Alıştırmanın amacı: Aşağıdaki, Atatürk ve Çukurova kahramanları kitabını anlatan metinden "20 Ekim 2010" sözcükleriyle başlayıp "ve belgeye ulaştım." sözcükleriyle biten bölümün tamamını hiçbir şeyi değiştirmeden çıkar.

Sağlanan metin:
20 Ekim 2010 Çarşamba

ATATÜRK VE ÇUKUROVA KAHRAMANLARI KİTABI

   -1989 yılı içinde Adana’daki Büyük Kütüphane salonunda bir derginin içinden Osmanlıca bir belgen yaprağının koparak yere atıldığını gördüm.  Adı geçen belge Mustafa kemal’in 15 Mart 1923 tarihinde Adanalılara söylediği konuşmanın yazılı metni idi.
    -Adana Fen lisesi’nin Arşivinden de Atatürk dönemine ait çok sayıda fotoğraf ve belgeye ulaştım.
    -Mehmet dede’nin torunu Osman’a anlattığı Kuvayı milliye olaylarını ana çerçeve içine alarak yazdım ve yayınlamayı başardım “ATATÜRK VE ÇUKUROVA KAHRAMANLARI” kitabını.

Sağlanan kayıtlar:
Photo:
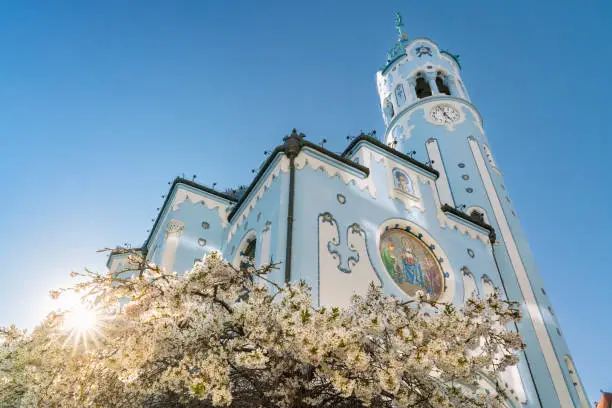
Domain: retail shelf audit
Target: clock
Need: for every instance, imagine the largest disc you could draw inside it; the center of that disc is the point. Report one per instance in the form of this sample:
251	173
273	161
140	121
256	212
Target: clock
444	115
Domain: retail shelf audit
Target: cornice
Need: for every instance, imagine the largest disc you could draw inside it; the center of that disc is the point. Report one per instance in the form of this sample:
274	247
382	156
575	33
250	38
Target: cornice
362	139
124	251
451	210
283	149
170	196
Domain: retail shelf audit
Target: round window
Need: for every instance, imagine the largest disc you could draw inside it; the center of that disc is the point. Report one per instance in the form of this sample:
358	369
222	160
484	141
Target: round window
411	264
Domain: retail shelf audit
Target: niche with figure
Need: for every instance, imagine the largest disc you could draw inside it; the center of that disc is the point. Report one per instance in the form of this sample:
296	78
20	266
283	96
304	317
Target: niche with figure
441	83
402	182
422	88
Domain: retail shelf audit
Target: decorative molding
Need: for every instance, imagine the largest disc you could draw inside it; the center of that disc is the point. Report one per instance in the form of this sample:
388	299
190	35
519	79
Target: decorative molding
316	162
442	184
182	195
337	283
175	227
335	247
264	184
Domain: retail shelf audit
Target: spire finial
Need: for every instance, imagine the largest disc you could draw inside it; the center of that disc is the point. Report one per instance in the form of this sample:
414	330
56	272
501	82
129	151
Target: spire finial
399	26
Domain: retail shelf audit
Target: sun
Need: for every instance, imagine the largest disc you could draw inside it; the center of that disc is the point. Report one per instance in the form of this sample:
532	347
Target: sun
83	325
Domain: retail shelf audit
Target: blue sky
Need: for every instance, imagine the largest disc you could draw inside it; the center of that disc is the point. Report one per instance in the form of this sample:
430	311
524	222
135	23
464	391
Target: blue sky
103	103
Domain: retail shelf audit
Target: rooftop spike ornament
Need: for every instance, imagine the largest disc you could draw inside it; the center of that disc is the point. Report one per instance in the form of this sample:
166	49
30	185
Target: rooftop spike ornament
399	26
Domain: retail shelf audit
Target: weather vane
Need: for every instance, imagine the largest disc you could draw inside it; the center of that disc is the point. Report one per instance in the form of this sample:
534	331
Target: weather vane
399	26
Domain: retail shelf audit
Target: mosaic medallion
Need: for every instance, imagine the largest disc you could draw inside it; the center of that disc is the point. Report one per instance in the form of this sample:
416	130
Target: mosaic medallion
411	265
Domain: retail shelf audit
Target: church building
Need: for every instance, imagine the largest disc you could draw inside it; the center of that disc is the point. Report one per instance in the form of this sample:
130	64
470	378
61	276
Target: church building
422	208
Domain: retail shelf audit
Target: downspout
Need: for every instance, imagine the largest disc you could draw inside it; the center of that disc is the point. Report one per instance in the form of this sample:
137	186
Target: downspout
292	147
492	239
290	219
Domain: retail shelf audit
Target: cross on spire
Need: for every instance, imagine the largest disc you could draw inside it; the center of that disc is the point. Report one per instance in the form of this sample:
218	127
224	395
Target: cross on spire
399	26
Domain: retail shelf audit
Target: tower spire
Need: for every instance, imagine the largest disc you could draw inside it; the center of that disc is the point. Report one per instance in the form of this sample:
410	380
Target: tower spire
399	26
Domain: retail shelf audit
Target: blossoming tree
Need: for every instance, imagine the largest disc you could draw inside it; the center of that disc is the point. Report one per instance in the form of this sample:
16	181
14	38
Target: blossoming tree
223	336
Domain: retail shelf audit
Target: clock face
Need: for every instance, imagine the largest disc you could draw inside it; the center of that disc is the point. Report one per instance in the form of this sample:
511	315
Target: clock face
444	114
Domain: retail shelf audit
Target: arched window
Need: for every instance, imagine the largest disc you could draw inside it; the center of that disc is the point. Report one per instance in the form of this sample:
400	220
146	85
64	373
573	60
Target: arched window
400	96
422	88
441	84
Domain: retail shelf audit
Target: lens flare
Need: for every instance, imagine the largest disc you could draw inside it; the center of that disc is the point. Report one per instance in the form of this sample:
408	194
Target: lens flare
83	325
80	319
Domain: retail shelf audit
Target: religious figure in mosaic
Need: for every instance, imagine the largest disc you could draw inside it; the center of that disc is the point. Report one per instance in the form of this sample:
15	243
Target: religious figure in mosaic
411	265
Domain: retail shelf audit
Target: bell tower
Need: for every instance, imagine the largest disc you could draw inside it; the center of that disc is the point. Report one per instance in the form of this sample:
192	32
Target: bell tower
429	116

Alıştırmanın yanıtı:
20 Ekim 2010 Çarşamba

ATATÜRK VE ÇUKUROVA KAHRAMANLARI KİTABI

   -1989 yılı içinde Adana’daki Büyük Kütüphane salonunda bir derginin içinden Osmanlıca bir belgen yaprağının koparak yere atıldığını gördüm.  Adı geçen belge Mustafa kemal’in 15 Mart 1923 tarihinde Adanalılara söylediği konuşmanın yazılı metni idi.
    -Adana Fen lisesi’nin Arşivinden de Atatürk dönemine ait çok sayıda fotoğraf ve belgeye ulaştım.